Page:
──────────

Uncollected Pieces for Young Readers
Main Contents

The Wrong Side of Clubs
The Contributors and the Children

Sarah Orne Jewett

     I have been thinking a good deal lately about the wrong side of the effect of clubs and classes. I must begin by declaring that many towns need more than they have and not be misunderstood as an enemy of clubs altogether. But for the most part we have got the idea of organization so thoroughly into our minds, the value of joining what one person has learned or can think or do with what another person knows or plans or does, that we have to guard against what old-fashioned people call "not standing in our own lot and place."

     The clubs are good for us, just so far as they help us as individuals to grow and become as valuable as we can be to ourselves, our families, and the town and country where we live. There is an undoubted value of the club as a club, but this depends of course upon the value of the persons of whom the club is formed. And sometimes, perhaps always, we can develop ourselves better alone, from the outcome of our own thought, than in the best of company.

     Growing wiser and more able to do our work does not invariable depend upon the stimulus we get from others, even from those who seem to be climbing the same hill and aiming at the same mark.

     I know two or three girls who live in a large wide-awake town where there is a fine school and the teachers of course and all the studying that goes on gives an intellectual tone to society in general. There are some book-clubs and reading clubs of course, there are clubs for discussion of the topics of the day, and, besides this, sewing societies connected with the churches, and benevolent associations to which my young friends give a good proportion of their time. But I was startled to find they also had not only a theatricals club and a boat club and a French club and a walking club, but a picnic club, and that they seemed to have almost no personal and individual existence. And after a few days of listening I heard one dear girl deplore her lack of time for practising, though she has a remarkable gift for music and if left to herself would naturally put it first of all her pursuits. Another dear girl seemed to be neglecting her gift for drawing in the same way, protesting piteously that she hated to be doing nothing but scratching a hasty sketch now and then at one of the club picnics. There was no idleness, for the clubs involved various committees, and these girls were being appealed to and interrupted constantly in the routine or emergencies of so much general business. The quiet home-life was reduced to a fragment of time; I wonder if this is not so in many other wide awake towns?

     I have not much patience with at least half the members of such clamorous societies - they are pretty sure to be persons who would do nothing by themselves and who like the excitement and shelter of those efficient girls and boys who do all the real work unselfishly. It seems a cruel slight and piece of selfishness to refuse to join a proposed union of forces for any good object; but I hope that every club-bound young reader of mine will stop and think whether there is undoubted profit to be won from making at least any new promises. There is a great deal said nowadays about "being in the swim," but after all one must not dissipate one's powers, particularly if one has really a calling of one's own, and if the organizations of society will hinder that calling from being properly answered. Sometimes a solitary walk or row on the river, or a whole afternoon to one's self to grow quiet and to think and plan in, to "listen to the voices" in, is the greatest comfort and help in the world. In our reading it is a grave question whether the evening club-meeting every week that drags through some book of not vital interest to half the people who read it, and half the time is even then wasted in idle talk - whether an evening like this is so well spent as if every member of the club stayed at home and read the book that really belonged to her and had a message for her.

──────────

Entries shown:
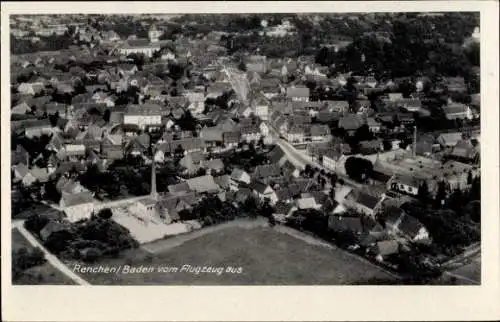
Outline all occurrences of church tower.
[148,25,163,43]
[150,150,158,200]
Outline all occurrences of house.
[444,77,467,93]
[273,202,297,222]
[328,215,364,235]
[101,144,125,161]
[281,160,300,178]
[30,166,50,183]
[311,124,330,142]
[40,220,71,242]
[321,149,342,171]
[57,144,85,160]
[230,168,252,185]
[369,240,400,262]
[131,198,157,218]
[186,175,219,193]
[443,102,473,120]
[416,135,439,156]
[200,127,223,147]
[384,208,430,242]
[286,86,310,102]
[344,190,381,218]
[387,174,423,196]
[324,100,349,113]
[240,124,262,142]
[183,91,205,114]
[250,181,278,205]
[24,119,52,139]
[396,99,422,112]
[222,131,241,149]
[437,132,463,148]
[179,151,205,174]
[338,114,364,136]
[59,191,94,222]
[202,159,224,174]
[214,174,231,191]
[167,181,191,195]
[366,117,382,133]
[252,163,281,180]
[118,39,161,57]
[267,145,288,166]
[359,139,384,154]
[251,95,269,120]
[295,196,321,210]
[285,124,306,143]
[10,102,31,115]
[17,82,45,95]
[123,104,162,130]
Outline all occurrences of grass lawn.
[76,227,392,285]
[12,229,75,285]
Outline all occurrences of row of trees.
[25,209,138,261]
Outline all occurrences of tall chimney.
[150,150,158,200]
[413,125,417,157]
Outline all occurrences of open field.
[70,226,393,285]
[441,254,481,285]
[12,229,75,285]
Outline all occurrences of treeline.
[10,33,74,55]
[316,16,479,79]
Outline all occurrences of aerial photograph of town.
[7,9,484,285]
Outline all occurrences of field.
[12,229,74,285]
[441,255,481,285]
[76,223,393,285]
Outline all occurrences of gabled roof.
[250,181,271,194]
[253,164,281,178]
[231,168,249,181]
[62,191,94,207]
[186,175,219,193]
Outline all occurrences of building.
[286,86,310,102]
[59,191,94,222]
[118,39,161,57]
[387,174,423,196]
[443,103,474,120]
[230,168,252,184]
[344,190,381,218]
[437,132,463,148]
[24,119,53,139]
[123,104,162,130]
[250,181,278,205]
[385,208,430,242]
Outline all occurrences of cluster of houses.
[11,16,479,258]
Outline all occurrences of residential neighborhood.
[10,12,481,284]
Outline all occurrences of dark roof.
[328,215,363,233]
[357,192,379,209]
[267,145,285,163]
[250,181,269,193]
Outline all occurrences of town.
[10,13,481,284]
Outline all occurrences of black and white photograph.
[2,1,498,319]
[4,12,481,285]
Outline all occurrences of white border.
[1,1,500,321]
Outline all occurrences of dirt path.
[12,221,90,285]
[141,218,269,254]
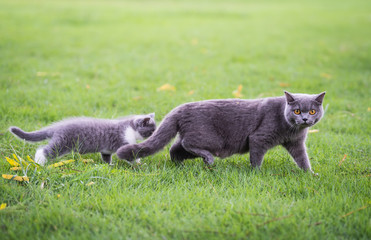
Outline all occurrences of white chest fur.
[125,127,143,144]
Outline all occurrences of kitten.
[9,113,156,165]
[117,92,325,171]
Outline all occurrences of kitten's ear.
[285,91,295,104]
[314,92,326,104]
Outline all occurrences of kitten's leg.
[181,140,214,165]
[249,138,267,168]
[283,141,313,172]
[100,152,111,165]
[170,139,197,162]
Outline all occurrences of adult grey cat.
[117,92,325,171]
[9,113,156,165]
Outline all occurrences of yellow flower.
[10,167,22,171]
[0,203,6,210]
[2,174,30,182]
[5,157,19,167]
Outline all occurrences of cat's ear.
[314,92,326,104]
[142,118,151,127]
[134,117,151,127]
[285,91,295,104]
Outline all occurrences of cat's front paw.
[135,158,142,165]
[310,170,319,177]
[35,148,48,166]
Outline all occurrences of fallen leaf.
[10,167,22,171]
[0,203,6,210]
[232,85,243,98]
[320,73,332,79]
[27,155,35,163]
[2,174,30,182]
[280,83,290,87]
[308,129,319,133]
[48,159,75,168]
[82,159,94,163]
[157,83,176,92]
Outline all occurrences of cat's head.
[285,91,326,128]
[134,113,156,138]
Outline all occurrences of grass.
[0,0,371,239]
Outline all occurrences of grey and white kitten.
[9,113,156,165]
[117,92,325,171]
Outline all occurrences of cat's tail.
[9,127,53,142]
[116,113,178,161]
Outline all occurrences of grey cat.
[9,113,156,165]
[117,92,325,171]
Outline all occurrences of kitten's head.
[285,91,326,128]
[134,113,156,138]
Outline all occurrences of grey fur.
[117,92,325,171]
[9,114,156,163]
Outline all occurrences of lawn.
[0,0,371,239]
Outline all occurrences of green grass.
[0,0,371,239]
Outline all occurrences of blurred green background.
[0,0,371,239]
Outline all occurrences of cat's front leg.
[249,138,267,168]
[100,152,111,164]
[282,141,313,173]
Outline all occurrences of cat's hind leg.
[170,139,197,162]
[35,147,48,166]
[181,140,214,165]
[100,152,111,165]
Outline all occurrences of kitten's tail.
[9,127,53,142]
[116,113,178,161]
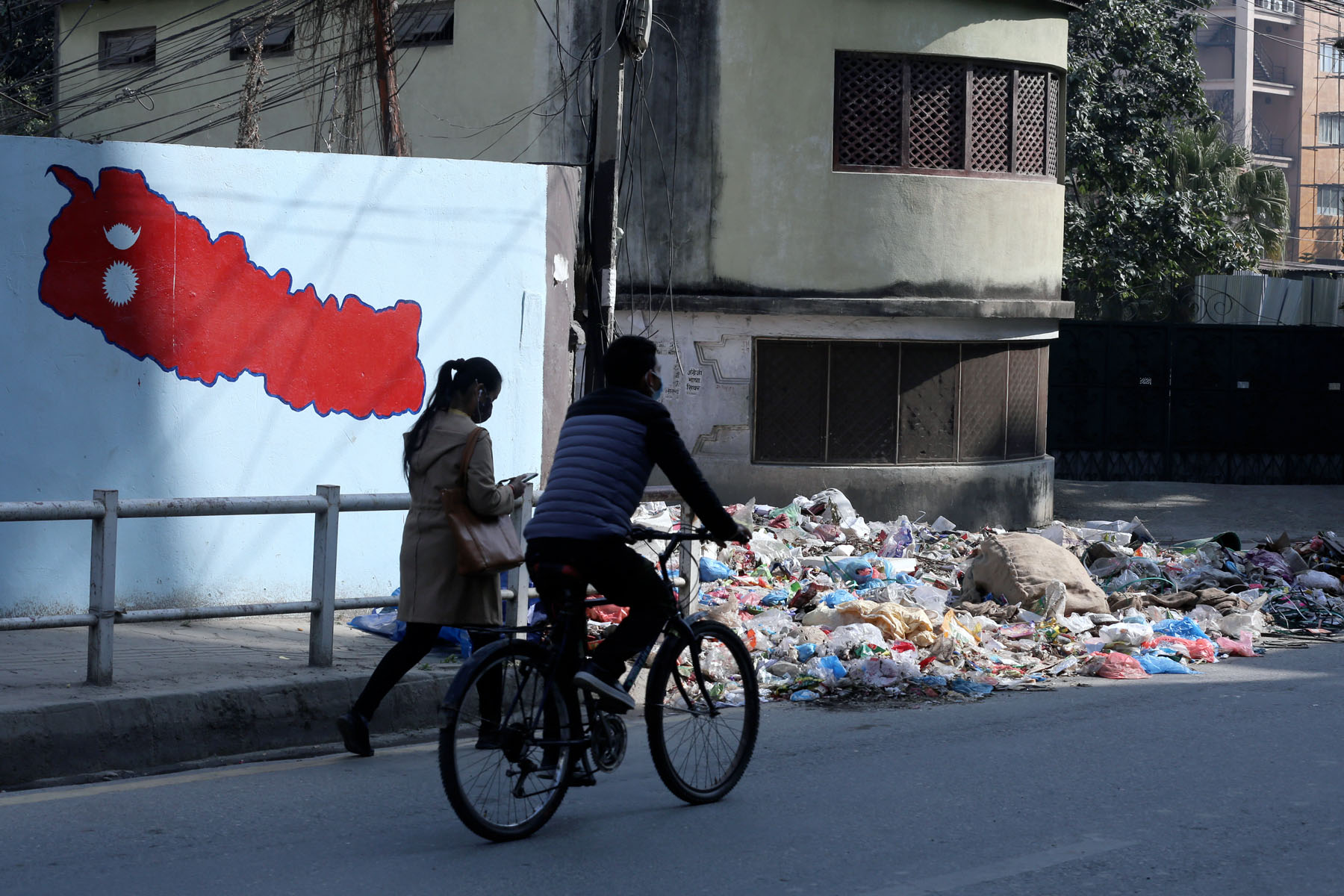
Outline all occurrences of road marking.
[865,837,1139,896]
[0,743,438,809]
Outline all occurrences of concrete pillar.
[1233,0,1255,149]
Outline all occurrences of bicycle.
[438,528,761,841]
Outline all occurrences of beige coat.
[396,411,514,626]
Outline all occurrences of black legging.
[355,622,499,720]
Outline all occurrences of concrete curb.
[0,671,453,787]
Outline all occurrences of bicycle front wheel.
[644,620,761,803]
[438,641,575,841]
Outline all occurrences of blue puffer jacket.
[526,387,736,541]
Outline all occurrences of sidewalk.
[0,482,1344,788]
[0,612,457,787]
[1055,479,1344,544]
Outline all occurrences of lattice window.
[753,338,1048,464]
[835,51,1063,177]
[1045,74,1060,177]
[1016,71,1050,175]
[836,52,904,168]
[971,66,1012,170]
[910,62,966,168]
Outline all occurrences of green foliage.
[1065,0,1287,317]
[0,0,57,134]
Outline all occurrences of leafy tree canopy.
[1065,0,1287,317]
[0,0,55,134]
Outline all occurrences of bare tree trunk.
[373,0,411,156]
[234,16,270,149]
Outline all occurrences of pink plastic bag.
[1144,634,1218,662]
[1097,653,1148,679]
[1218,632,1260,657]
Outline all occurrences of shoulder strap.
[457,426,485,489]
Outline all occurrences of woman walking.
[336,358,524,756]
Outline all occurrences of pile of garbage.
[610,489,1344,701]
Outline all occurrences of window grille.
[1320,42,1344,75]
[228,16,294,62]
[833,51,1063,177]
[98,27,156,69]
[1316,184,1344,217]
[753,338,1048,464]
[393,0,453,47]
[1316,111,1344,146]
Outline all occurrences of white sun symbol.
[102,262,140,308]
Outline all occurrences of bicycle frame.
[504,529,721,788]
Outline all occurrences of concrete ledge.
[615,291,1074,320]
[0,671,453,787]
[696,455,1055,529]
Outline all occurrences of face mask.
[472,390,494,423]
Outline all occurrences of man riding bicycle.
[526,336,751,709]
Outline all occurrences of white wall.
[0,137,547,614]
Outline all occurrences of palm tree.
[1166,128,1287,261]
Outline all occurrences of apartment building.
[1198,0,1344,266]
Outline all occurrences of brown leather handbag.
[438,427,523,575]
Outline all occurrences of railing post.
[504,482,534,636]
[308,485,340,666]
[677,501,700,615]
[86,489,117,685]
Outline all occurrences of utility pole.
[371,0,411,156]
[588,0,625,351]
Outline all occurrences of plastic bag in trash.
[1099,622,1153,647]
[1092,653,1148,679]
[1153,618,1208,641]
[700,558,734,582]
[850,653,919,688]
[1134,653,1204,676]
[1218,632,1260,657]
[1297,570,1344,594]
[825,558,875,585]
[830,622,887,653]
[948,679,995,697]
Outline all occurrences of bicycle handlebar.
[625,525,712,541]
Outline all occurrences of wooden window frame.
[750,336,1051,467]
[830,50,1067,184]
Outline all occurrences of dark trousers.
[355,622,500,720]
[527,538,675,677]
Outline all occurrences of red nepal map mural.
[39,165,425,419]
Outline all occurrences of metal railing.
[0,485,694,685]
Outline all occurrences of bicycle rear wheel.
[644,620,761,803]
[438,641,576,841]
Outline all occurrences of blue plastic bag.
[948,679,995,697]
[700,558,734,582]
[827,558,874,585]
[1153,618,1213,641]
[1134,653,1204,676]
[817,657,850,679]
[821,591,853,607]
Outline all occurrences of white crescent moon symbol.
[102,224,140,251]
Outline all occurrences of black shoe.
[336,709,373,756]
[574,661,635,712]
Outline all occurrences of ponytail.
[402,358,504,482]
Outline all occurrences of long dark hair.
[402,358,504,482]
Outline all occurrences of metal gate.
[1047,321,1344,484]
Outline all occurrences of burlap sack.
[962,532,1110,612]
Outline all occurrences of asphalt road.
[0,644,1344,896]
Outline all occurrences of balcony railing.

──────────

Objectives:
(a) From the essay on clubs, return the passage between "The clubs are" and "best of company.", inclusive.
(b) Retype the rows between the lines holding "Outline all occurrences of palm tree." and "[39,165,425,419]", inclusive, and nothing else from the rows.

In response:
(a)
The clubs are good for us, just so far as they help us as individuals to grow and become as valuable as we can be to ourselves, our families, and the town and country where we live. There is an undoubted value of the club as a club, but this depends of course upon the value of the persons of whom the club is formed. And sometimes, perhaps always, we can develop ourselves better alone, from the outcome of our own thought, than in the best of company.

(b)
Outline all occurrences of palm tree.
[1166,128,1287,261]
Outline all occurrences of apartment building.
[1198,0,1344,266]
Outline all occurrences of brown leather handbag.
[438,427,523,575]
Outline all occurrences of railing post.
[504,482,534,636]
[308,485,340,666]
[677,501,700,615]
[86,489,117,685]
Outline all occurrences of utility pole.
[371,0,411,156]
[588,0,625,351]
Outline all occurrences of plastic bag in trash.
[1099,622,1153,647]
[1092,653,1148,679]
[1153,618,1208,641]
[700,558,734,582]
[850,653,919,688]
[1134,653,1204,676]
[1218,632,1260,657]
[1297,570,1344,594]
[825,558,875,585]
[830,622,887,653]
[948,679,995,697]
Outline all occurrences of bicycle handlebar.
[625,525,712,541]
Outline all occurrences of wooden window frame.
[750,336,1051,467]
[830,50,1067,184]
Outline all occurrences of dark trousers.
[355,622,500,720]
[527,538,675,677]
Outline all occurrences of red nepal map mural.
[39,165,425,419]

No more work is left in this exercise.